*GOAL:*
Tally the lines in the items below that contain the string "yellow", treating uppercase and lowercase letters as different. Reply with that number alone.
--- Begin ---
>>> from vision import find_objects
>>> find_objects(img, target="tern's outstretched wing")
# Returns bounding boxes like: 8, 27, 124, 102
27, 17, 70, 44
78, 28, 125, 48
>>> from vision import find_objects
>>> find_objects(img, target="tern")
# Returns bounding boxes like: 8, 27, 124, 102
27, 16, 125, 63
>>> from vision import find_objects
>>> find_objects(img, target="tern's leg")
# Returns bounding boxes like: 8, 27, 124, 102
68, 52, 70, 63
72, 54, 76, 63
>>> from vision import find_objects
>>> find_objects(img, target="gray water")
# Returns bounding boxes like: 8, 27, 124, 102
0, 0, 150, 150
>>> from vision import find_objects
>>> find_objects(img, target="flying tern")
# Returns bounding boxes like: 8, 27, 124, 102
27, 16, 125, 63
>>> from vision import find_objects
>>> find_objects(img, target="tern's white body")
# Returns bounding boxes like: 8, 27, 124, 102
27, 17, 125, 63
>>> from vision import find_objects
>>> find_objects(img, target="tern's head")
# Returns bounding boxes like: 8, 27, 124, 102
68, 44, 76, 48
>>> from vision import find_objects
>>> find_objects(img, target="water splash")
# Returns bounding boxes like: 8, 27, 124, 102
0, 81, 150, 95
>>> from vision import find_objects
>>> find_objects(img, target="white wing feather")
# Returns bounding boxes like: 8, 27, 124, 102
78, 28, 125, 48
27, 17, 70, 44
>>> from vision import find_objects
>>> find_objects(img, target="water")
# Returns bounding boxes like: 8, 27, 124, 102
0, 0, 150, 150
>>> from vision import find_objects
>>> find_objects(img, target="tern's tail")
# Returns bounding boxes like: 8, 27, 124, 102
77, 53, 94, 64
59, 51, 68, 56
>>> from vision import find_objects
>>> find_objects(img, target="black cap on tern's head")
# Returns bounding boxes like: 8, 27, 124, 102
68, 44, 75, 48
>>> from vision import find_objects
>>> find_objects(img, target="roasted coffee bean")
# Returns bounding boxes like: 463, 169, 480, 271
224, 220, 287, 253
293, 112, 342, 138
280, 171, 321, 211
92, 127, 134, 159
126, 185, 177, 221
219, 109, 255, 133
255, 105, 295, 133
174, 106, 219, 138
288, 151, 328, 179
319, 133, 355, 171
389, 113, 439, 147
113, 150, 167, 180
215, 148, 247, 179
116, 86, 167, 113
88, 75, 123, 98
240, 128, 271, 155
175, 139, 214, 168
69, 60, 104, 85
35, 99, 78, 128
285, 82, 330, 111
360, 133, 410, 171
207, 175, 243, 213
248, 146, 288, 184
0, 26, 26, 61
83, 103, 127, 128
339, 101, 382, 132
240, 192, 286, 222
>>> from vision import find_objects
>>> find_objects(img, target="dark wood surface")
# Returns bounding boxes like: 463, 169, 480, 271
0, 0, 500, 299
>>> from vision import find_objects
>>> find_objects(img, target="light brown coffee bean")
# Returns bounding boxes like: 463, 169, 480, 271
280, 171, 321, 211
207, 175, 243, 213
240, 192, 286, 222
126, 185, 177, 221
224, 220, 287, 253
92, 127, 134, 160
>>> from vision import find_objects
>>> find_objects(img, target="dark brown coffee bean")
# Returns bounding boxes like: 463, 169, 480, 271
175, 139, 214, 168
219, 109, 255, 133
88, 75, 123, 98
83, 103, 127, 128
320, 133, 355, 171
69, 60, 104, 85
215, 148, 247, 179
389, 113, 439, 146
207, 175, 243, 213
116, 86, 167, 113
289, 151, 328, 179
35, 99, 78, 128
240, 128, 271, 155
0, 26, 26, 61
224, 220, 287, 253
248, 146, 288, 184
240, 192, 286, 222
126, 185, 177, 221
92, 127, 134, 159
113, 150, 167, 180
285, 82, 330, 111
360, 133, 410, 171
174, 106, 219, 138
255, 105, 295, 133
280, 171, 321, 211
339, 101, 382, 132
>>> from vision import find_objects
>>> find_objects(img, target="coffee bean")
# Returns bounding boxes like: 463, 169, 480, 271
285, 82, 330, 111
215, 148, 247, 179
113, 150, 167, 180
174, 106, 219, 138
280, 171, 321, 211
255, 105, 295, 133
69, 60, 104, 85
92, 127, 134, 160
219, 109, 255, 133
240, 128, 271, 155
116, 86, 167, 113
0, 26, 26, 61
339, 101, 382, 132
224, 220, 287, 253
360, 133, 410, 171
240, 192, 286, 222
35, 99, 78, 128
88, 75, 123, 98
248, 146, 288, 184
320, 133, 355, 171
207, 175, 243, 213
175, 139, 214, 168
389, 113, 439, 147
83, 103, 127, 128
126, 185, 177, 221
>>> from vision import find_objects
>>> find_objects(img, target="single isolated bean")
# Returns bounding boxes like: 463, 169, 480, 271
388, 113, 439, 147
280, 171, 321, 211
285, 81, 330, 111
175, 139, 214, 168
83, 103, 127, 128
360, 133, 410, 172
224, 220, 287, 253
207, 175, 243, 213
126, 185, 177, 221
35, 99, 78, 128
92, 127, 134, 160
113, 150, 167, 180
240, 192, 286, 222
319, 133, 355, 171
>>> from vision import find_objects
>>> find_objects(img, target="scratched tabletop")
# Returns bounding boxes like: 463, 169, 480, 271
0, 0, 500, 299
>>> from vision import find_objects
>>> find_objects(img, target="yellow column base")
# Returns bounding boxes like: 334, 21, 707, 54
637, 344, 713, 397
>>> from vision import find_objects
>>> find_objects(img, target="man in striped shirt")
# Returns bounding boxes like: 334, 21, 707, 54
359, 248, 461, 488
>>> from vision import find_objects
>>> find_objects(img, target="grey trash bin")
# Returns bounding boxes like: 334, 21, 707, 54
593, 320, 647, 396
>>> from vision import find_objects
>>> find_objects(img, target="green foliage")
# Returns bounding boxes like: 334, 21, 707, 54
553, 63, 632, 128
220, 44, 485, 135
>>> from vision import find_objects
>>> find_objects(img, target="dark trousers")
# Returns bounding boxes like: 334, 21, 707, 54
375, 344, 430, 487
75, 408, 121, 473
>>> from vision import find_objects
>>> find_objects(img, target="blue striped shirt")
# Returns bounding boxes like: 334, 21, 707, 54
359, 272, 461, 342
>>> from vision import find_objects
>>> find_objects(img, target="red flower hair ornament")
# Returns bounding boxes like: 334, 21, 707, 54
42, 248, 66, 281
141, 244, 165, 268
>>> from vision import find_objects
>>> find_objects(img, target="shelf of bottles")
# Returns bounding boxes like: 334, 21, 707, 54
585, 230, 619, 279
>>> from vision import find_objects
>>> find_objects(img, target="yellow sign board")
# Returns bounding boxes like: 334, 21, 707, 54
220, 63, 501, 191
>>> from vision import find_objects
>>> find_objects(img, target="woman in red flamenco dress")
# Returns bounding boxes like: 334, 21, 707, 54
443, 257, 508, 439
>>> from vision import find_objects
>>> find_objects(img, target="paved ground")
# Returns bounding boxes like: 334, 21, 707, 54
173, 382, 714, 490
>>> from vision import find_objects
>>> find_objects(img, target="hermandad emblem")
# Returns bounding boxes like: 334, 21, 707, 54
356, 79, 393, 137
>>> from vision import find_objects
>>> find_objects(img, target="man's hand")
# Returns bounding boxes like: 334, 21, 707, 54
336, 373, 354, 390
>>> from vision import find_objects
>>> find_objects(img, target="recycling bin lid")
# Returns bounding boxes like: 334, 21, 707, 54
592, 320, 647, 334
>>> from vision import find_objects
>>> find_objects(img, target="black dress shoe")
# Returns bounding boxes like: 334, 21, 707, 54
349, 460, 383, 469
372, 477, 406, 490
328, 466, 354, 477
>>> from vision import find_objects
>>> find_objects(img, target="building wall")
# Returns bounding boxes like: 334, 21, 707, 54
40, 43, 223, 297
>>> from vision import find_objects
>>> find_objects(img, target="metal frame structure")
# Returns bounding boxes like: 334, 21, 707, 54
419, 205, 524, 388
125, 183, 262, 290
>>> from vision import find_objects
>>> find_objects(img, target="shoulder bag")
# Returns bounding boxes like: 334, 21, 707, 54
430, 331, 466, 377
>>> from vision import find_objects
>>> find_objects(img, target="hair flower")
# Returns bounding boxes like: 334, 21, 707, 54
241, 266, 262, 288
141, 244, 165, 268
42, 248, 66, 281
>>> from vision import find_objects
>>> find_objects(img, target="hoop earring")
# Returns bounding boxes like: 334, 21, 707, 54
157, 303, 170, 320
--- End ---
*SOLVED PROBLEM:*
2